[Problem description]: Reproduce the listing below line for line, leaving out the pictures.

[Dataset records]:
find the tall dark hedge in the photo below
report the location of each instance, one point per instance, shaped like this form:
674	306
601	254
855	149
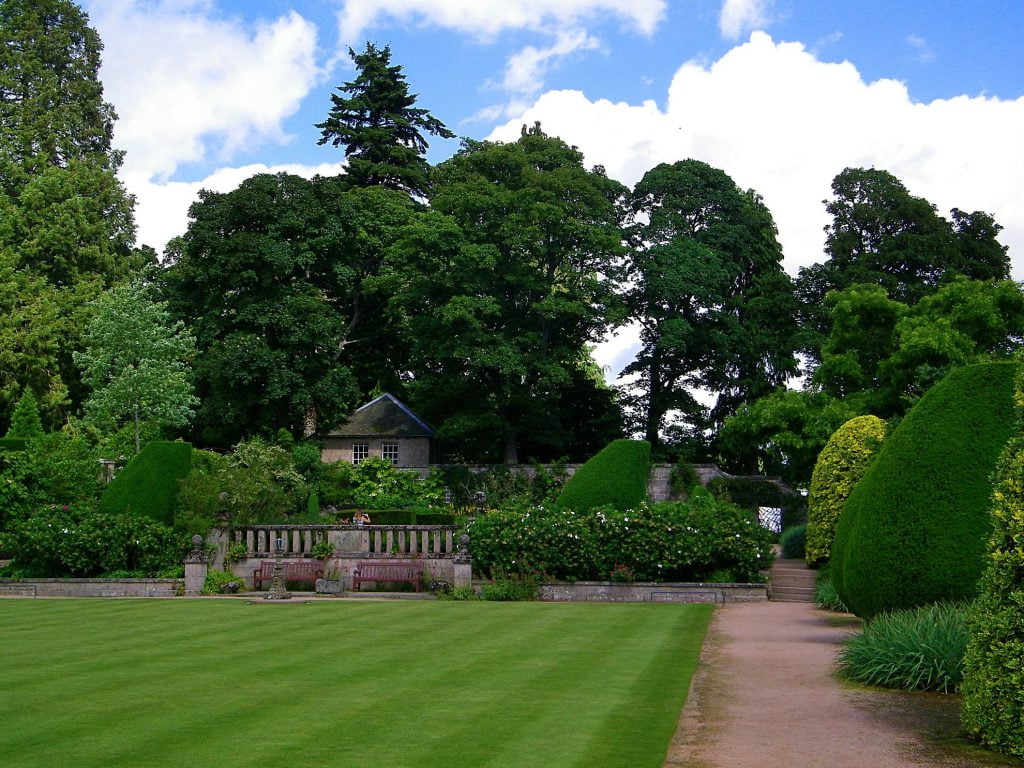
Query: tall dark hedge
913	530
148	484
615	476
993	675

[Output]:
find the tall dark hedge in the photo below
report the location of each instance, one point per instance, shaped like this form:
674	306
601	254
855	149
Query: tall dark hedge
913	530
148	484
615	476
993	675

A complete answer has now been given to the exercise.